:: Passage ::
Tuesday, April 7, 2015

Understanding how Netfilter (iptables) works

As I've read a lot of articles about Netfilter, aka iptables, and most of them are confusing and hard to read, I better explain in this article the basics of this powerful wide available firewall.

Before you continue reading, be sure you understand how communications work in TCP/IP networks such as Internet or, probably, your own Intranet.

I'm not going to bore you with the history of Netfilter and where it comes from. However, it's important to notice that this firewall is integrated in the Linux kernel, so it's available broadway with no need of extra packages to be installed. In addition, it's quick and strong enough to be used in a wide variety of scenarios.

Network packets can come from, go to or pass through your firewall. Depending on the path it follows, different rules can be applied. Rulesets are named tables and tables are associated to chains. You can create your own chains, but that's not the goal of this article.

In a packet's lifetime, it passes through different chains containing rules, which may change, accept or deny the packet somehow. A policy determines what happens to a packet. There is a default policy for each chain.

The following image shows some of the basic chains and flows:

Basic chains and flows

For a full description of filtering tables, please refer to this page.

Here are some examples of paths a packet could follow:

  • Packets from another system to the firewall: PREROUTING and INPUT.
  • Packets from the firewall to another system: OUTPUT and POSTROUTING.
  • Packets from one system to another through the firewall: PREROUTING, FORWARD and POSTROUTING.

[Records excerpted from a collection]
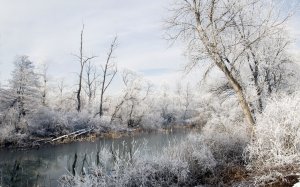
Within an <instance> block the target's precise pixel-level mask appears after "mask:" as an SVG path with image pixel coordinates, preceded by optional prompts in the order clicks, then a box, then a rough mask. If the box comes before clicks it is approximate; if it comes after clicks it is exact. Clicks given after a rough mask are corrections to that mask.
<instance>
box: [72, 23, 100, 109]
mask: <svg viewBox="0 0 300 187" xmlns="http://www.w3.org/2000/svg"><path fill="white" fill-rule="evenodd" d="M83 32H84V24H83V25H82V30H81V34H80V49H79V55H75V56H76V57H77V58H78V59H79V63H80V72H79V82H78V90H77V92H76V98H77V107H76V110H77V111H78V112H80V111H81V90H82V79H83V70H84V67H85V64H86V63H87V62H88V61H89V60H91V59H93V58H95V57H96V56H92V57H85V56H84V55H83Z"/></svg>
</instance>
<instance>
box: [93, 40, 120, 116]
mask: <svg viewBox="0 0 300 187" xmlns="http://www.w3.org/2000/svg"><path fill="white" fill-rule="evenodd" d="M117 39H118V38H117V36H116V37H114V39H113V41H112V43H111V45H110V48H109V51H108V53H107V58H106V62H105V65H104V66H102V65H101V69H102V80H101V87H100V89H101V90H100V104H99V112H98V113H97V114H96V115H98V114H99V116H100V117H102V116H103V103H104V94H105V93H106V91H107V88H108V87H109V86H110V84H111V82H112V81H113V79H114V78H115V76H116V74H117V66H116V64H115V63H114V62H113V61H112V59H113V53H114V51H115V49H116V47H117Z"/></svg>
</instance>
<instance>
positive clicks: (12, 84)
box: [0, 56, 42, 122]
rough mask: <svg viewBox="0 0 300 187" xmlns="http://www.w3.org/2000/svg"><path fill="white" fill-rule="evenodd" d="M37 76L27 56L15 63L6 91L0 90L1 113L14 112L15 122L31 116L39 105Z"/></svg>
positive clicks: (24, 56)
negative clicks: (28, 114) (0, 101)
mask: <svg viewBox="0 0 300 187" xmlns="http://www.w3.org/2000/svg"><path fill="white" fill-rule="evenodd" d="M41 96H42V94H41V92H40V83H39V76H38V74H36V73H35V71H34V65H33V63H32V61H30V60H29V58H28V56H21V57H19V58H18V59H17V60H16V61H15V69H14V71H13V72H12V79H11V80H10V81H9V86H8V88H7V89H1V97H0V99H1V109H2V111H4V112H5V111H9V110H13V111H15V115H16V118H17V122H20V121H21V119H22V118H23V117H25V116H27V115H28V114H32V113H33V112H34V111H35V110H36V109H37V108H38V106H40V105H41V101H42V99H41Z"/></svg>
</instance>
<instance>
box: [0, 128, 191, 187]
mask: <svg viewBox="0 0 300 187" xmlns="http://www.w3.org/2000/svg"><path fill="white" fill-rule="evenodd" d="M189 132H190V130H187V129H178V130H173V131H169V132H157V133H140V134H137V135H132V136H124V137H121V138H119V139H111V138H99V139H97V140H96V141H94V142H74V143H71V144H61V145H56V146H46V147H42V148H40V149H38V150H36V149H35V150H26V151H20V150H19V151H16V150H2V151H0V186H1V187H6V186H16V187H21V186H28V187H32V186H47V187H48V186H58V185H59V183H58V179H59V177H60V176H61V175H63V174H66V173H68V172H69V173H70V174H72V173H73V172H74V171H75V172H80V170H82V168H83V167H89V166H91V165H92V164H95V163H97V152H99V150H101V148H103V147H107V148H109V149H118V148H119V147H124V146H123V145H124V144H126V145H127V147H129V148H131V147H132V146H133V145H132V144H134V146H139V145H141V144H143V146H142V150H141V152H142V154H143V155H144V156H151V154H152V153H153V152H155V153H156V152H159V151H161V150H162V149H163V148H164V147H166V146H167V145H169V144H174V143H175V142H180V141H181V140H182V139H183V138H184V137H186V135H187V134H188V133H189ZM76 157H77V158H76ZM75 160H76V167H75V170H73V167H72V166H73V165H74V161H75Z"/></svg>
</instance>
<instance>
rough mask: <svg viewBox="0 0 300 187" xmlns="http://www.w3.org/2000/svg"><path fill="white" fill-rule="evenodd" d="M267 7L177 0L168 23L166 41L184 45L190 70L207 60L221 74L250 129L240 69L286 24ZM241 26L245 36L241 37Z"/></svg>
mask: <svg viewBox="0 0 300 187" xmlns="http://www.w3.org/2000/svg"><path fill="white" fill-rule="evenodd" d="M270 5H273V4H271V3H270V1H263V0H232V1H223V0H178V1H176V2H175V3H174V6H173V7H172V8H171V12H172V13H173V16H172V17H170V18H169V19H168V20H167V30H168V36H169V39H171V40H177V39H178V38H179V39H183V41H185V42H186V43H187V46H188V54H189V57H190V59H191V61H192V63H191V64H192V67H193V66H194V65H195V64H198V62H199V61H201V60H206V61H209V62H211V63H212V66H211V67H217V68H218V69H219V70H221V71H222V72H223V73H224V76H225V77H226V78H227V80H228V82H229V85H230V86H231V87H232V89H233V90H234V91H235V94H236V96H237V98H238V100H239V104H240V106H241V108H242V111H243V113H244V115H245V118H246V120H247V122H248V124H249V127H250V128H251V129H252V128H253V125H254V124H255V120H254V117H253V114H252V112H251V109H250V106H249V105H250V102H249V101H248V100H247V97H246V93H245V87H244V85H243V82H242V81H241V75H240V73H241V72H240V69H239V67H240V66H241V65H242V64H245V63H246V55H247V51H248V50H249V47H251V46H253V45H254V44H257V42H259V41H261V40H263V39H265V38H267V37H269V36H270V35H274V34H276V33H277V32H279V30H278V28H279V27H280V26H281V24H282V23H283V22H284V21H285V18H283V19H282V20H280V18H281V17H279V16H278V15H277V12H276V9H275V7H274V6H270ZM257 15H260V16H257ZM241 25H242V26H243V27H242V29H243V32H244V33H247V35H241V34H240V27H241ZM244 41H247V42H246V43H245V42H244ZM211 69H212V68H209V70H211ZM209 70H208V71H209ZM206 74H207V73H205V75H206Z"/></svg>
==
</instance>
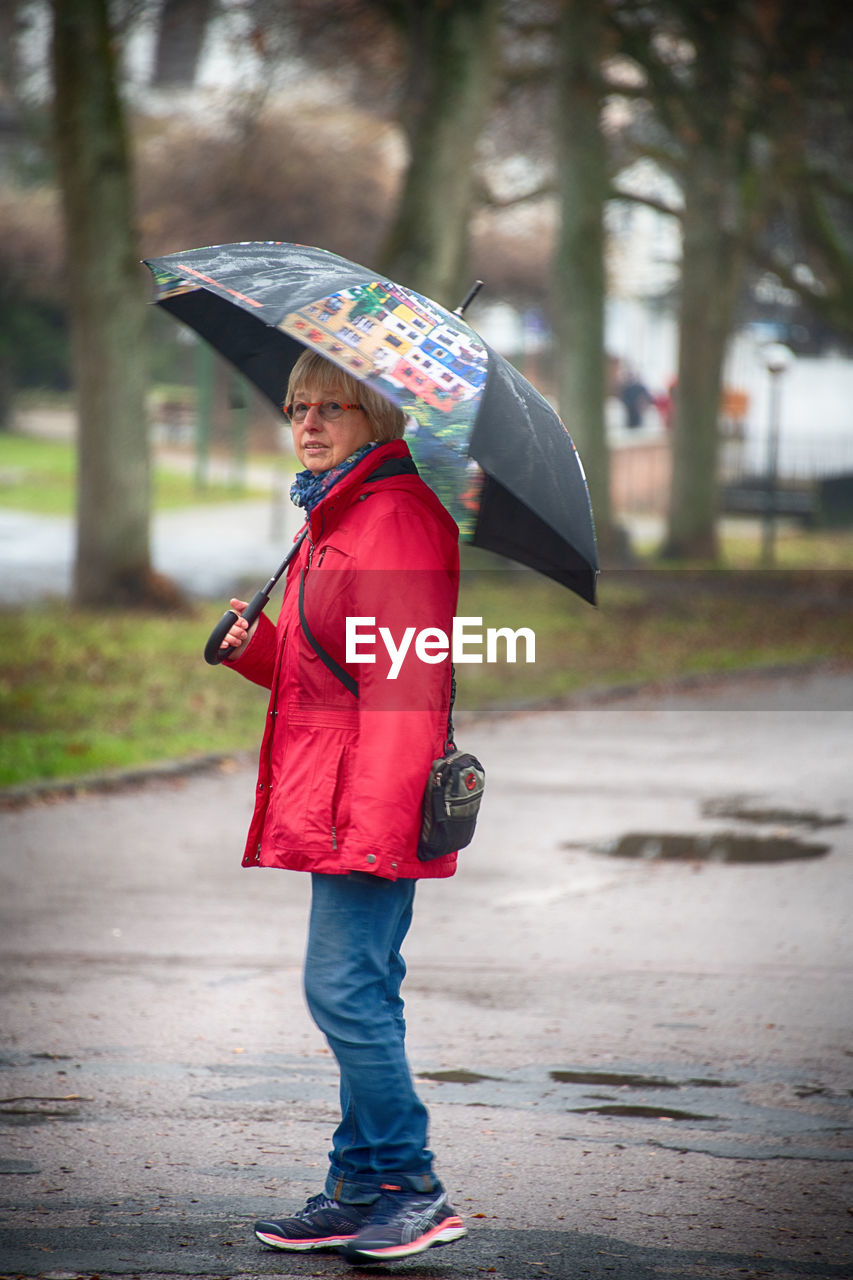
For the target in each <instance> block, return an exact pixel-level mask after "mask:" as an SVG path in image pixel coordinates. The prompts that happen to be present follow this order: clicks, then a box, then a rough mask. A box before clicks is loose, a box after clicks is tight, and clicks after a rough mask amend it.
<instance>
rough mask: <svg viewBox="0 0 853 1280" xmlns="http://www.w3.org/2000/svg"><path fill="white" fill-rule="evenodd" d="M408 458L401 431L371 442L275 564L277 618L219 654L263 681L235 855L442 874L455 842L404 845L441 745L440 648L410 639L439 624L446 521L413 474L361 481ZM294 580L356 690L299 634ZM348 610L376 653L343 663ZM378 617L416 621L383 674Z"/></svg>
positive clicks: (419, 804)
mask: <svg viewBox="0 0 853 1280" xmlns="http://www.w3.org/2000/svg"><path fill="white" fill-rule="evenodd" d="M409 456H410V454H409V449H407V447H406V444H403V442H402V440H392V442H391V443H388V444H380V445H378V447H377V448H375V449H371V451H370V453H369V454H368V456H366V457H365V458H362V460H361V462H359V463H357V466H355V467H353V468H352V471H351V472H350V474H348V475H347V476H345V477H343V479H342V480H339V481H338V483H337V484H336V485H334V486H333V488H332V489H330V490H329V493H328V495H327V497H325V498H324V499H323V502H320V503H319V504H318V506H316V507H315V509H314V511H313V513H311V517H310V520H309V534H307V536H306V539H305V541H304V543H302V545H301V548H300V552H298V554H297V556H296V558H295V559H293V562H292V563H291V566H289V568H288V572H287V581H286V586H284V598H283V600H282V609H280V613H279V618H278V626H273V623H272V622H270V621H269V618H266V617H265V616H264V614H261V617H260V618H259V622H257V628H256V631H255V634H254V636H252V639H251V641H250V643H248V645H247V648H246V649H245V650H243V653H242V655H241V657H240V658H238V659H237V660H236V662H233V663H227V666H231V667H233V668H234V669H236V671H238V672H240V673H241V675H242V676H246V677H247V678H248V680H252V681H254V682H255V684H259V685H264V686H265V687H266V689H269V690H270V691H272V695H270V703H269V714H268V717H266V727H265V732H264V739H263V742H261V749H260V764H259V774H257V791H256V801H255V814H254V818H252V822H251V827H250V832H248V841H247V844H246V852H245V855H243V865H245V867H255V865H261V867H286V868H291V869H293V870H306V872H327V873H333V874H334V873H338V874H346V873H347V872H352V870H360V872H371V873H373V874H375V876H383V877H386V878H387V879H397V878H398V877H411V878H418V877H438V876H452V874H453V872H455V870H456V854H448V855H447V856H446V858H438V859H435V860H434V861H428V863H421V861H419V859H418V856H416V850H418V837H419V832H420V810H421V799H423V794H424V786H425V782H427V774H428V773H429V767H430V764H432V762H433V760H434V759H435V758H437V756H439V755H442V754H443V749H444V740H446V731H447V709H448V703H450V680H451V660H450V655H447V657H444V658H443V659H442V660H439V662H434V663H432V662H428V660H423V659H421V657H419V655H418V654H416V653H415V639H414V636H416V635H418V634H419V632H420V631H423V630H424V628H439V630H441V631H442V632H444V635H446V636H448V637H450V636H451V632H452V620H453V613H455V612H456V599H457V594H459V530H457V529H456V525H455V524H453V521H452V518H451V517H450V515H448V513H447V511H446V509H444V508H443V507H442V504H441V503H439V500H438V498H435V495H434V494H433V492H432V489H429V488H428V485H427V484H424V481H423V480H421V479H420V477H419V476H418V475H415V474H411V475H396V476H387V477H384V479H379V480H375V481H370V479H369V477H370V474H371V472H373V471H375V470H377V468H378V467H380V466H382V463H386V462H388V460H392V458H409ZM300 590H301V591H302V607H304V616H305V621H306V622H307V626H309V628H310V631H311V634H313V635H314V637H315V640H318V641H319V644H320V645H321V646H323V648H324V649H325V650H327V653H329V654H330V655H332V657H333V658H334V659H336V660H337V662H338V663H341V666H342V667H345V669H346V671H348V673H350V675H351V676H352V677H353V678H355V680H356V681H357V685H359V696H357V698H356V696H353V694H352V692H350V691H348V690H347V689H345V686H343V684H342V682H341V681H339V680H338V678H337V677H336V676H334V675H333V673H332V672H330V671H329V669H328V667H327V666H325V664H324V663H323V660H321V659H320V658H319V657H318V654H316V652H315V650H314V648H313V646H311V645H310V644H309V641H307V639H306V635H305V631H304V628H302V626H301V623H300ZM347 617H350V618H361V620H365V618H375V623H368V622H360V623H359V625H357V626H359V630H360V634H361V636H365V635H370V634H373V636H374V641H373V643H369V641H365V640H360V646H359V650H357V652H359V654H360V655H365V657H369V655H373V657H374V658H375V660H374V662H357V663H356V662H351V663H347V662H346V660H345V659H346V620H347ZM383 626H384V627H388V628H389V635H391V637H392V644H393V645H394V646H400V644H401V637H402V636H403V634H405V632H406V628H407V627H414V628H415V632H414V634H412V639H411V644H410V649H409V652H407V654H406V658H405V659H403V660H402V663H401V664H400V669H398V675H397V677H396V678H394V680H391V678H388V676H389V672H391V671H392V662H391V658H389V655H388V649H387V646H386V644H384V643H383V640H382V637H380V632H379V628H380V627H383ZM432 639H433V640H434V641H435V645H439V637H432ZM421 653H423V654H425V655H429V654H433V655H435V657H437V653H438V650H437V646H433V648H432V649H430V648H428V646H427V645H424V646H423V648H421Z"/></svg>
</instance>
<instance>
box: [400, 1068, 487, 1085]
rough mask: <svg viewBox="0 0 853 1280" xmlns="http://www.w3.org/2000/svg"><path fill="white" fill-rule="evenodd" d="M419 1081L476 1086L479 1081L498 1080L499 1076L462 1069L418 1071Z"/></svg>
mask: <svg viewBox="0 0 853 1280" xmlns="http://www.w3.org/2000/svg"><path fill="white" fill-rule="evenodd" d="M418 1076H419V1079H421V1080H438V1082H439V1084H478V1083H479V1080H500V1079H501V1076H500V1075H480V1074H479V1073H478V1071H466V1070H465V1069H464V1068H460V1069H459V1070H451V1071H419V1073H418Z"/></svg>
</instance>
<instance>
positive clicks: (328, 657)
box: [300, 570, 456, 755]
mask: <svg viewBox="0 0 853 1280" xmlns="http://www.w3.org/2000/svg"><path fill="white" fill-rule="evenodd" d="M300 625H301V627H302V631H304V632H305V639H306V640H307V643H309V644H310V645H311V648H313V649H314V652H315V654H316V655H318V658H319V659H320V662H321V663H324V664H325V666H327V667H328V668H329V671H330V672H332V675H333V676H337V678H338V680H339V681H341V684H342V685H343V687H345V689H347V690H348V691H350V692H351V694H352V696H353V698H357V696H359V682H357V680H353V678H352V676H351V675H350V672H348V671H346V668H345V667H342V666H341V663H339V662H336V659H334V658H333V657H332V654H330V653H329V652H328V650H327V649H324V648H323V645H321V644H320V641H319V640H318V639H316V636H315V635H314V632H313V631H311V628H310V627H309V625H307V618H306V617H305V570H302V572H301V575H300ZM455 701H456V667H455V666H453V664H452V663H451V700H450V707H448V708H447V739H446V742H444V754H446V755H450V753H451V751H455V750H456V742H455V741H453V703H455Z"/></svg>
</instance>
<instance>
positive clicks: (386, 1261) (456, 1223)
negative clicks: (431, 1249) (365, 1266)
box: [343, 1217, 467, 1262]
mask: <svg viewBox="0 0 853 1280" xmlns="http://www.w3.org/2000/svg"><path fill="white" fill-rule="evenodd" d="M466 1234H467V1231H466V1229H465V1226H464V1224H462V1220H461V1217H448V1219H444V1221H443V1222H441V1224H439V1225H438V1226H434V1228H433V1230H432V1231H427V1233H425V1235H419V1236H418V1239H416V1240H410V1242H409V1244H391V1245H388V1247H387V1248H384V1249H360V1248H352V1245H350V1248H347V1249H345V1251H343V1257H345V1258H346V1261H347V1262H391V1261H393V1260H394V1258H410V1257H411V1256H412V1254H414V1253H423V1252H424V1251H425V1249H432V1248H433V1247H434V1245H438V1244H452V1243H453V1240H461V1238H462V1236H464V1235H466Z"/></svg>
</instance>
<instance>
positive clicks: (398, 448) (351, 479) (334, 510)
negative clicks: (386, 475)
==
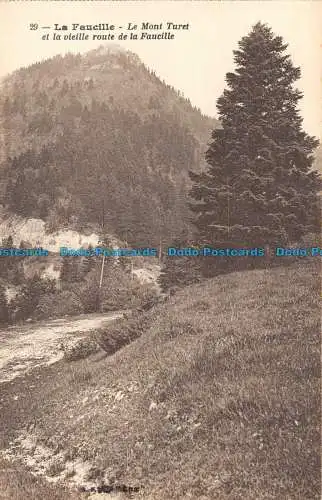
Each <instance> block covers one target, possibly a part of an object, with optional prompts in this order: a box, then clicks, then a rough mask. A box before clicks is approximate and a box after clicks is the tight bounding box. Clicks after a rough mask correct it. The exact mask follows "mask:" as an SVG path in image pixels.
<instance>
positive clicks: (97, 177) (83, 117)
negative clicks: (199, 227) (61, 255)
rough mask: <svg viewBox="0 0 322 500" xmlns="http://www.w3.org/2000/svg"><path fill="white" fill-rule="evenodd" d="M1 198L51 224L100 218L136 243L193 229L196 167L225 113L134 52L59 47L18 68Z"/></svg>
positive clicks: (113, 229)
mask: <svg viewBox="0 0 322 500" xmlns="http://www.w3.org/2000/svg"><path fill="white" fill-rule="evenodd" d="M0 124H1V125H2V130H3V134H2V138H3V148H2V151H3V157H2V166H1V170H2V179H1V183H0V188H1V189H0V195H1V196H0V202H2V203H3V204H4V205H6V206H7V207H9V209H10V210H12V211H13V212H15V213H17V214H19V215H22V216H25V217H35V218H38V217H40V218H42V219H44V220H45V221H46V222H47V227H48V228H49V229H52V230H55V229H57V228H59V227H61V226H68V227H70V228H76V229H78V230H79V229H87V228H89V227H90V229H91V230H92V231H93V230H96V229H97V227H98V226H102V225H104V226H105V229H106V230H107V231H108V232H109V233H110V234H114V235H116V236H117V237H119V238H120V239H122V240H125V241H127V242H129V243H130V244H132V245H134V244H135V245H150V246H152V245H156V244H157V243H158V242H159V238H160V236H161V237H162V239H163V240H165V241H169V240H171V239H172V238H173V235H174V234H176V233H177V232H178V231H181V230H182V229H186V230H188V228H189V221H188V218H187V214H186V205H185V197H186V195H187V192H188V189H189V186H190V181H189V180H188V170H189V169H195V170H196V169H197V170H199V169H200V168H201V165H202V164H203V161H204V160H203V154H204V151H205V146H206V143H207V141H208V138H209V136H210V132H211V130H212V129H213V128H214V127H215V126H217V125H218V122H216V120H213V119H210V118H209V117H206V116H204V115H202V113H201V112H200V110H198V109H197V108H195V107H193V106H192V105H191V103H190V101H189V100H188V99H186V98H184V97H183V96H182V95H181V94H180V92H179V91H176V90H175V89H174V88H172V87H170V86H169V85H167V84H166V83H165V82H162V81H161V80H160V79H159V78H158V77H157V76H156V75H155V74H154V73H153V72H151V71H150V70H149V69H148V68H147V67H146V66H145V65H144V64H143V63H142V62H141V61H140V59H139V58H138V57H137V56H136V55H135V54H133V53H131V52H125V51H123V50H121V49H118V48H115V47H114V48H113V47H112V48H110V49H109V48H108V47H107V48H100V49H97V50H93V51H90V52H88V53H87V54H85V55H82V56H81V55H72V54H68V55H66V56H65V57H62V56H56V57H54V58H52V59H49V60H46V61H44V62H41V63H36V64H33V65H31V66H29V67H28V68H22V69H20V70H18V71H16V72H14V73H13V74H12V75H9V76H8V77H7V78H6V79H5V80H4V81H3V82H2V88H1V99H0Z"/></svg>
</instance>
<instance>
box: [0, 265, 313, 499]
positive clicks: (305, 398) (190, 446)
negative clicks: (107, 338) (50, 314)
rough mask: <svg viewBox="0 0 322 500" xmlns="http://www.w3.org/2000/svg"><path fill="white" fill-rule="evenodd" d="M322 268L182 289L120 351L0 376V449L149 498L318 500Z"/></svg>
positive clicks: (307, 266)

:: Requirement 1 ::
Answer these questions using the Netfilter passage:
(a) In what part of the system is Netfilter integrated?
(b) What name is given to rulesets?
(c) Which chains does a packet pass through when it travels from one system to another through the firewall?
:: Requirement 2 ::
Rewrite the paragraph of the Netfilter passage that begins "Network packets can come from" as a short bulleted list that keeps its main facts.
:: Requirement 3 ::
Carry on writing the Netfilter passage from its final sentence onward.

:: Exercise output 1 ::
(a) The Linux kernel.
(b) Tables.
(c) PREROUTING, FORWARD and POSTROUTING.

:: Exercise output 2 ::
- Network packets can come from, go to or pass through the firewall.
- Different rules can be applied depending on a packet's path.
- Rulesets are named tables, and tables are associated to chains.
- Custom chains can be created, but the article does not cover them.

:: Exercise output 3 ::
The order of the chains is always the same. For instance, PREROUTING comes always before INPUT and not the other way round.

To interact with Netfilter you can use the command line tool iptables, though it's not the only way.

Please keep in mind that any changes made will be losed after reboot. To avoid that, you can:

  1. Save the tables state to a file with the command iptables-save and restore the rules from the file at startup with iptables-restore, or
  2. Create a shell script with direct iptables commands to be executed at startup.
I prefer the later, for it allows you to use shell variables and to add comments to make the it more readable.

Anyway, the file created one way or the other should have reading permissions for the root only and placed in a secure directory.

When reading or executing the file at startup, it has to be done before the network interfaces are configured, for security reasons. To do so, you can place the rules or a shell script that reads them in the directory /etc/init.d/if-pre-up.d if you're working with Debian.